Task requirements: Turn every line of the records below into a Markdown table with the columns Row and Content, numbering the rows and skipping any blank lines. Leave the pictures out of the table.

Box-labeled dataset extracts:
------------------------------
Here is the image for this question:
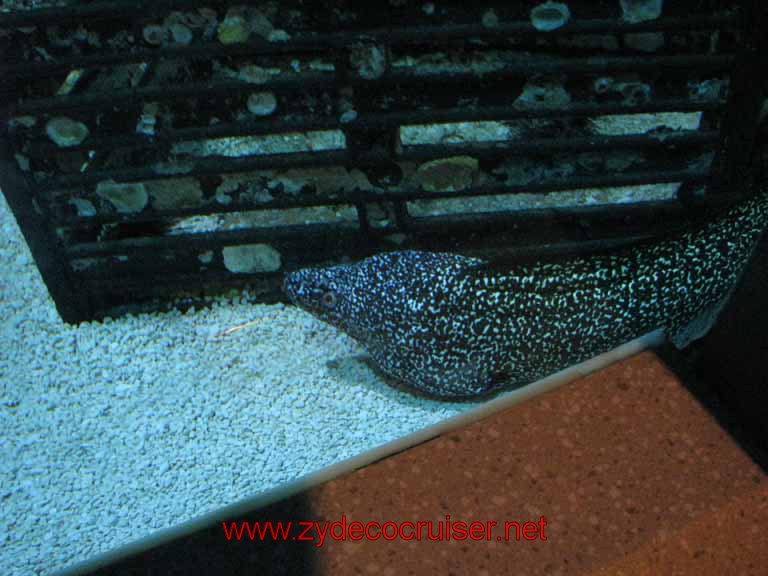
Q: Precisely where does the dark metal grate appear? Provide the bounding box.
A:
[0,0,765,322]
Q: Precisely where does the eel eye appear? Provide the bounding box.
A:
[320,292,336,308]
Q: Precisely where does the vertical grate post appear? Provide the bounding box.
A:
[0,134,92,323]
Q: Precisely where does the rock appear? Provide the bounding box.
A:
[531,2,571,32]
[619,0,664,23]
[221,244,282,274]
[146,178,203,210]
[217,15,248,44]
[96,180,149,214]
[247,92,277,116]
[416,156,479,192]
[45,117,89,148]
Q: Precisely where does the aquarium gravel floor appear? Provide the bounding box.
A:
[0,194,472,575]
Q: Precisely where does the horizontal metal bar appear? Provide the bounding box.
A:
[0,0,216,28]
[39,130,719,192]
[0,14,737,79]
[24,98,725,158]
[60,170,709,252]
[399,130,720,161]
[9,54,734,115]
[10,72,335,115]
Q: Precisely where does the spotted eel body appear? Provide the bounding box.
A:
[284,187,768,397]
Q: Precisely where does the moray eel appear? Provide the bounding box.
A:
[283,186,768,398]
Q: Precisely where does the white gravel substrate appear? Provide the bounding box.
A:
[0,194,473,575]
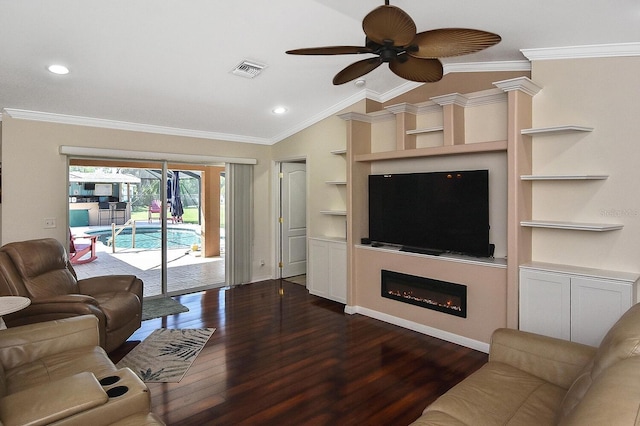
------------------------------
The answer:
| Row | Content |
|---|---|
| 1 | Here is the image for this question: |
| 2 | Q: Precisely where does the dark metal grate appear? Provide the bounding box. |
| 3 | A: |
| 4 | [0,0,765,322] |
| 5 | Q: Precisely where does the eel eye appear? Provide the bounding box. |
| 6 | A: |
| 7 | [320,292,336,308] |
| 8 | Q: Precisely where does the vertical grate post appear? Provide the bounding box. |
| 9 | A: |
| 10 | [0,134,92,323] |
| 11 | Q: Precisely where does the rock appear? Provide the bounding box. |
| 12 | A: |
| 13 | [531,2,571,32] |
| 14 | [619,0,664,23] |
| 15 | [221,244,282,274] |
| 16 | [146,178,203,210] |
| 17 | [217,15,248,44] |
| 18 | [96,180,149,214] |
| 19 | [247,92,277,116] |
| 20 | [416,156,479,192] |
| 21 | [45,117,89,148] |
| 22 | Q: Precisely where does the aquarium gravel floor appear? Provide the bounding box. |
| 23 | A: |
| 24 | [0,194,472,575] |
| 25 | Q: Precisely where does the horizontal metal bar appear? Provide the bounding box. |
| 26 | A: |
| 27 | [0,0,216,28] |
| 28 | [39,130,719,192] |
| 29 | [0,14,737,79] |
| 30 | [24,98,725,158] |
| 31 | [60,170,709,252] |
| 32 | [399,130,720,161] |
| 33 | [9,54,734,115] |
| 34 | [10,72,335,115] |
| 35 | Q: Precisely where does the spotted eel body appear? Provide the bounding box. |
| 36 | A: |
| 37 | [284,187,768,397] |
| 38 | Q: Precisely where does the moray eel appear? Provide the bounding box. |
| 39 | A: |
| 40 | [283,186,768,398] |
| 41 | Q: Precisely where does the white gravel substrate appear? Provide the bounding box. |
| 42 | A: |
| 43 | [0,194,473,575] |